■ TASK TO COMPLETE ■
In the listing below, the answer starts at the line that has "Each instance receives one point. Annotate the brown" and stops after the line that has "Each instance receives one point. Annotate the duck reflection"; please repeat that part exactly and nothing more.

■ SUPPLIED RECORDS ■
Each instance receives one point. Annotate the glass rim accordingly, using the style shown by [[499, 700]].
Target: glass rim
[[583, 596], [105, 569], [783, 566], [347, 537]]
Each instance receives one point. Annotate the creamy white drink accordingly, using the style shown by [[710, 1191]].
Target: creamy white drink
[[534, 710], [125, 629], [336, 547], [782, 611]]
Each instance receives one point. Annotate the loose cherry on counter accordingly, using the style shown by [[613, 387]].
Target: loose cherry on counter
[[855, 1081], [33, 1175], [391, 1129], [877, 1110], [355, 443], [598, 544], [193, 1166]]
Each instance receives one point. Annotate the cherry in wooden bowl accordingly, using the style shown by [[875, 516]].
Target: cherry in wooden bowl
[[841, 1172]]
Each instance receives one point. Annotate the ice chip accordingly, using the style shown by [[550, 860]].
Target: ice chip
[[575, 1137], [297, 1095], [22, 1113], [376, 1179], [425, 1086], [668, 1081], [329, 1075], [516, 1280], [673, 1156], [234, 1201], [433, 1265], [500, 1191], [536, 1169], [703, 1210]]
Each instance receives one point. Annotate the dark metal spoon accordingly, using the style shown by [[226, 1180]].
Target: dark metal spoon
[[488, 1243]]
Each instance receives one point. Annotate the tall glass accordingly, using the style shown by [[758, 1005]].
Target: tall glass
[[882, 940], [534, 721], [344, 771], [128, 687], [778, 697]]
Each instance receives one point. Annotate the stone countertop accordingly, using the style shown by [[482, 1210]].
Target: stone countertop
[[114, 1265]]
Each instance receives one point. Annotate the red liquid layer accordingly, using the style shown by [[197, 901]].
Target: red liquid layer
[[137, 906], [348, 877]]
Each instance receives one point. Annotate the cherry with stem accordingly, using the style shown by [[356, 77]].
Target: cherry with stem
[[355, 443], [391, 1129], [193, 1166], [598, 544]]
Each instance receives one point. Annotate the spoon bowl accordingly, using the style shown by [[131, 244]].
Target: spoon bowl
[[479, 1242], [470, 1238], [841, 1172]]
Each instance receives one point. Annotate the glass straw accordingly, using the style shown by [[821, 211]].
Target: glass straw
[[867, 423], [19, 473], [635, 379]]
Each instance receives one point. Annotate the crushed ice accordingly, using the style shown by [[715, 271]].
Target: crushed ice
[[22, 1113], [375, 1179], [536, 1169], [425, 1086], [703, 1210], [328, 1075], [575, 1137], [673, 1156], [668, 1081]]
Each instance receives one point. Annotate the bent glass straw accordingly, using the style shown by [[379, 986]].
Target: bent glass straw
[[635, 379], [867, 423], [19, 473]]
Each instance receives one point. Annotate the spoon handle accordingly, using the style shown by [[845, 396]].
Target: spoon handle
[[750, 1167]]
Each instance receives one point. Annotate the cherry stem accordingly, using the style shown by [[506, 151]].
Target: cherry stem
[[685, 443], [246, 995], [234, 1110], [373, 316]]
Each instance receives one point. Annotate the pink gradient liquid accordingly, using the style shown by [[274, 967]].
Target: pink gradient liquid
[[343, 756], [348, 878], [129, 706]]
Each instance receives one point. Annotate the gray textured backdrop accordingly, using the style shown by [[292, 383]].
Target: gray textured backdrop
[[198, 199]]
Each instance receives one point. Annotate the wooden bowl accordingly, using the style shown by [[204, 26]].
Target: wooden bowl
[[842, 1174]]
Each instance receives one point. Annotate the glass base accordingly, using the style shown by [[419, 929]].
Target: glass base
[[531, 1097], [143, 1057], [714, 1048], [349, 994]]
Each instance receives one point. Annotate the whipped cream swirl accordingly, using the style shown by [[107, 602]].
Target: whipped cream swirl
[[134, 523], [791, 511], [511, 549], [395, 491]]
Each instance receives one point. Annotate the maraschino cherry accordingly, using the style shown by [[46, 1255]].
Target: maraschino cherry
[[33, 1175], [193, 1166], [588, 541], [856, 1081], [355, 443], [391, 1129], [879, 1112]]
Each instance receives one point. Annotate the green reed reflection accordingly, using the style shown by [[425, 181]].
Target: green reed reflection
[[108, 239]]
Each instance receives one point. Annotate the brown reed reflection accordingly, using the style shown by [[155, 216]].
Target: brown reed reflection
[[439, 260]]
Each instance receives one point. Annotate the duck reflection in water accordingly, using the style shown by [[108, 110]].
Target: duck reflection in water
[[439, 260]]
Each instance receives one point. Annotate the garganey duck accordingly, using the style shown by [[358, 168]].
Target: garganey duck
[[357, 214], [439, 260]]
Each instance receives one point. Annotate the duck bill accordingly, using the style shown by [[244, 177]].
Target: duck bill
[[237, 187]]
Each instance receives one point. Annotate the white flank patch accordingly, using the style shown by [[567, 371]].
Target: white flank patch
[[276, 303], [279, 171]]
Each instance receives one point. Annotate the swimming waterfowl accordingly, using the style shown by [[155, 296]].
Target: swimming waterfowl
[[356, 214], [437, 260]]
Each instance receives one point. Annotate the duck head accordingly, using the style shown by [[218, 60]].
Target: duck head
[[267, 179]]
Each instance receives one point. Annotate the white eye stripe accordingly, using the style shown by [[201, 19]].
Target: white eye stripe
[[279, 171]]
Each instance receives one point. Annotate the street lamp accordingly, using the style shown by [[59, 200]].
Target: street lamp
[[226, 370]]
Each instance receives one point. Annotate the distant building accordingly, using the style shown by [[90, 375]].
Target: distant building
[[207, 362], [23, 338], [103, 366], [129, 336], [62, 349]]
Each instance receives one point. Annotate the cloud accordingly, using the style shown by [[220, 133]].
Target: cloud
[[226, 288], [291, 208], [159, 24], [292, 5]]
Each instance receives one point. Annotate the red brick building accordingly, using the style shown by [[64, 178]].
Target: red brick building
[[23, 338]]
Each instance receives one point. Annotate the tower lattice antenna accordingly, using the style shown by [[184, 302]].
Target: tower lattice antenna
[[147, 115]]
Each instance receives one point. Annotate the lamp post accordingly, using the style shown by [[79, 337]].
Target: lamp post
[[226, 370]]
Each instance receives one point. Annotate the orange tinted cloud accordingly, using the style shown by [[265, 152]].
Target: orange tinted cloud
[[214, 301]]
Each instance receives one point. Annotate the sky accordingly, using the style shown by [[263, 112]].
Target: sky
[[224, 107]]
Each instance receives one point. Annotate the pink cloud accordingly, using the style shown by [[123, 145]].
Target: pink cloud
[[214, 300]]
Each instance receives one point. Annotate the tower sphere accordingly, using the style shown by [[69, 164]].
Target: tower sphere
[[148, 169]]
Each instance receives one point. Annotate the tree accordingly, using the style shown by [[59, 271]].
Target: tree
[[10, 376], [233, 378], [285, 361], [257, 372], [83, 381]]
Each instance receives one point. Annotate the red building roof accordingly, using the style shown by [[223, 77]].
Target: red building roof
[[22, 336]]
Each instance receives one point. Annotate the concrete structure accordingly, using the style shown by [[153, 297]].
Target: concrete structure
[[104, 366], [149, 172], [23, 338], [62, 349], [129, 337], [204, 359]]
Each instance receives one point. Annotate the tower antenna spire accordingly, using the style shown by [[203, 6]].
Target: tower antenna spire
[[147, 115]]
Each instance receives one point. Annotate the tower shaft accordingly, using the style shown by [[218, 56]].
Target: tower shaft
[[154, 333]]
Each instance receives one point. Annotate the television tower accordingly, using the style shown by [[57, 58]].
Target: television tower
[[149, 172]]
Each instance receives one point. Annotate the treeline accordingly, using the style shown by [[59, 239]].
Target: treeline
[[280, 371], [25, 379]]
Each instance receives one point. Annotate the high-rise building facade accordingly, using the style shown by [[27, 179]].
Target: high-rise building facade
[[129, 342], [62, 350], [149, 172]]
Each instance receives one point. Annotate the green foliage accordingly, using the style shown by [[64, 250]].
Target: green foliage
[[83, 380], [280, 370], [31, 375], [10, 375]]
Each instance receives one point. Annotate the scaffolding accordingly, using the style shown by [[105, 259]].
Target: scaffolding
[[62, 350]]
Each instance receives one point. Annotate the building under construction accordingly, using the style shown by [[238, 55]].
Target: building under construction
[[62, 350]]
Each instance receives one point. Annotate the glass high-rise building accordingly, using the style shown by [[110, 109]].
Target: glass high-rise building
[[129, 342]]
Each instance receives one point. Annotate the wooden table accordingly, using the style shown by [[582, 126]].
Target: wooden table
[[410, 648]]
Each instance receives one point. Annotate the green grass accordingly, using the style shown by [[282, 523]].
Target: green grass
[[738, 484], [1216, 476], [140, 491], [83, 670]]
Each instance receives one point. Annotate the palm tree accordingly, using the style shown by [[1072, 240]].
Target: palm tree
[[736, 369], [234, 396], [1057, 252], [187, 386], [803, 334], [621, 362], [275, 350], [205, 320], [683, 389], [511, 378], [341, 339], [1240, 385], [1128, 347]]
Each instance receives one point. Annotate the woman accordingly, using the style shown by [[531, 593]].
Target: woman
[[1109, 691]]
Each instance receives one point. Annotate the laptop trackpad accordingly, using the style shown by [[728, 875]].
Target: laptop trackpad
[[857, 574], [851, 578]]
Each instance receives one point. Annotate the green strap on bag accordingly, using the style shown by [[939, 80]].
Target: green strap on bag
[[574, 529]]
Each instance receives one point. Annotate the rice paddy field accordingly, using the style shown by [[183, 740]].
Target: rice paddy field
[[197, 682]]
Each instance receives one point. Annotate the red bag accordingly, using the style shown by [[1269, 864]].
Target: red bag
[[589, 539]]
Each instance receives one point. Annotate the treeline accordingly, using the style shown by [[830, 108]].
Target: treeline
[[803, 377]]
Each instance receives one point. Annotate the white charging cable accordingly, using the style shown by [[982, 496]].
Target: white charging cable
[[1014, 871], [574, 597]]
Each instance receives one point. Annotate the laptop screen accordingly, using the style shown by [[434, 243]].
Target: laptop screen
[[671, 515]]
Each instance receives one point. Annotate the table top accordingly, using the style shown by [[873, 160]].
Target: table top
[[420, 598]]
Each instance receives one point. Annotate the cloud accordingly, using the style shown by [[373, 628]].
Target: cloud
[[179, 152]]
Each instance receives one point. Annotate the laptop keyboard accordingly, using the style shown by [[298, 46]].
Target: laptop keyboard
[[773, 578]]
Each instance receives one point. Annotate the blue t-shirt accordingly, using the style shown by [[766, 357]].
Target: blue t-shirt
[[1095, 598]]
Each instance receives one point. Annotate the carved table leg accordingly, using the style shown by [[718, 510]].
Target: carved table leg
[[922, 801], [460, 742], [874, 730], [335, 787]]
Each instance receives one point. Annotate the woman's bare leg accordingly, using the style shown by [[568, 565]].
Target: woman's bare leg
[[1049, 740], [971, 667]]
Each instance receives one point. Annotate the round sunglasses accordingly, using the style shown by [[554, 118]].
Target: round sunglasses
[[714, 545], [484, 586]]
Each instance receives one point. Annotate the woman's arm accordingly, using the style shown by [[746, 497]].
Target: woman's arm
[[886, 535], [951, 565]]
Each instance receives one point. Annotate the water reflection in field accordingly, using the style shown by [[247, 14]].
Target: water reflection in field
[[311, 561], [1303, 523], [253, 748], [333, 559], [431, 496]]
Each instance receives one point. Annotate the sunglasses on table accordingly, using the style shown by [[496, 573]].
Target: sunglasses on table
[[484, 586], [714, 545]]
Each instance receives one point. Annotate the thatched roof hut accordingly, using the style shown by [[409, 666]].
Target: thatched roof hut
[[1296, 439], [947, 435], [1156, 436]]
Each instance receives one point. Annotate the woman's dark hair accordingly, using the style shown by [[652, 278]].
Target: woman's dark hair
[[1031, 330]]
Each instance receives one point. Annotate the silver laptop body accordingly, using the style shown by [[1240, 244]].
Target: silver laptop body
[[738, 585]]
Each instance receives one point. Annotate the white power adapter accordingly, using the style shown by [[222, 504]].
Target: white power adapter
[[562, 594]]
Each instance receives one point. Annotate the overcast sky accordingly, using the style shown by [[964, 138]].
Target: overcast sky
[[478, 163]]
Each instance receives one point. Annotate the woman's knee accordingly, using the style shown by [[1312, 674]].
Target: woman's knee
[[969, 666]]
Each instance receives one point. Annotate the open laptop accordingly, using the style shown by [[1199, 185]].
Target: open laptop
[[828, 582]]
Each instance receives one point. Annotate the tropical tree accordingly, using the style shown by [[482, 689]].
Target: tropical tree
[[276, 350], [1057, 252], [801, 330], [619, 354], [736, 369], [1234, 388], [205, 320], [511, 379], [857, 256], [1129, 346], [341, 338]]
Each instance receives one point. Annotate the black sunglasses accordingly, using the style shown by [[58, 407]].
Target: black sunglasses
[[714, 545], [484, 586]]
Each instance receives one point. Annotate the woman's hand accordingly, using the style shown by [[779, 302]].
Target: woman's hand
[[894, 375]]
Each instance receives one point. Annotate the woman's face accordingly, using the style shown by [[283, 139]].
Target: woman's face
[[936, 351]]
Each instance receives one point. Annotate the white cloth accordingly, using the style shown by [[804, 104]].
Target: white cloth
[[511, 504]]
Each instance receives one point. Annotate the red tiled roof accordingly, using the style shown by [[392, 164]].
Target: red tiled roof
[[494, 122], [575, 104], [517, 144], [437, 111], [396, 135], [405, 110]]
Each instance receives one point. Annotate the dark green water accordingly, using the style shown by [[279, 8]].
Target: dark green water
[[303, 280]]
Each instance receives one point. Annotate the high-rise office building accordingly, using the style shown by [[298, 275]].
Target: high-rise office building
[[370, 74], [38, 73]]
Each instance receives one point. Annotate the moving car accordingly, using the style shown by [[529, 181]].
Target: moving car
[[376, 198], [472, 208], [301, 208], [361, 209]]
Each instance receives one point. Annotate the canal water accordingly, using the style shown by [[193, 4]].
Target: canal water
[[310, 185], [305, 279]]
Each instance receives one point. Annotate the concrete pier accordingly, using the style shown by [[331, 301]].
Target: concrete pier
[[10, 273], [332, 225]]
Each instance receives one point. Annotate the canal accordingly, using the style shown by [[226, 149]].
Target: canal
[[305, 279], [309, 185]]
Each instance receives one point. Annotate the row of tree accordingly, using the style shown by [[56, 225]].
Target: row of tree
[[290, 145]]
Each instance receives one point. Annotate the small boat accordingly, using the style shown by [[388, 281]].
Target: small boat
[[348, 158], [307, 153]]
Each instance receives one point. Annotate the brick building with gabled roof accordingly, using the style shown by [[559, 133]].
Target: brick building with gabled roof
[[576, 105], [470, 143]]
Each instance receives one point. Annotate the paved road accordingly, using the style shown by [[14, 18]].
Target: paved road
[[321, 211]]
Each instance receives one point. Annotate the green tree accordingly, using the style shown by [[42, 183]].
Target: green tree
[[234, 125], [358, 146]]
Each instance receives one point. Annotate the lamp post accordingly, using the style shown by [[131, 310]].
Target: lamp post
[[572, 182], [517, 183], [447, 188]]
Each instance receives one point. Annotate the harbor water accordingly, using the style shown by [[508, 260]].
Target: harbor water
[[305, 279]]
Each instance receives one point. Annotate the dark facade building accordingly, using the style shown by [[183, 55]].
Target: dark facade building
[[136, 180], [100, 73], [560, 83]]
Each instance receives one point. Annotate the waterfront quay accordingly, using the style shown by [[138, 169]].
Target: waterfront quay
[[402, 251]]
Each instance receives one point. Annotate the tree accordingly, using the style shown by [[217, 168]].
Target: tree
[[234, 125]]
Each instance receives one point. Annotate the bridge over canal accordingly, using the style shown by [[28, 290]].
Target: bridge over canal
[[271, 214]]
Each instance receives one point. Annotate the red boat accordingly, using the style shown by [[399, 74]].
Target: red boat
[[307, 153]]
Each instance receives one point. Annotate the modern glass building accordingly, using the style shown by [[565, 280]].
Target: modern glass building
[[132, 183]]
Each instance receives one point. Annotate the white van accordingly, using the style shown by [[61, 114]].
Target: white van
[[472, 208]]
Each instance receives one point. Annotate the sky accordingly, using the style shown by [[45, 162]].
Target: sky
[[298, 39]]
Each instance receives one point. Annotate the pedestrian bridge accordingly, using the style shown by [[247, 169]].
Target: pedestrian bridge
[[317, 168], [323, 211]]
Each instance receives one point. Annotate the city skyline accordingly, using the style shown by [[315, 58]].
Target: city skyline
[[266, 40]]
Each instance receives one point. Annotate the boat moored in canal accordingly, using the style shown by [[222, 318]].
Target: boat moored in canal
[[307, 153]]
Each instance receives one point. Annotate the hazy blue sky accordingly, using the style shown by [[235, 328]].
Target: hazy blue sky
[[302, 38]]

■ TASK RESPONSE ■
Each instance receives one point. Annotate the brown reed reflection accordingly, using the style shown by [[155, 216]].
Target: brown reed reflection
[[439, 260]]
Each instance receives one point. Annotate the duck reflection in water accordingly, using the style shown by [[108, 110]].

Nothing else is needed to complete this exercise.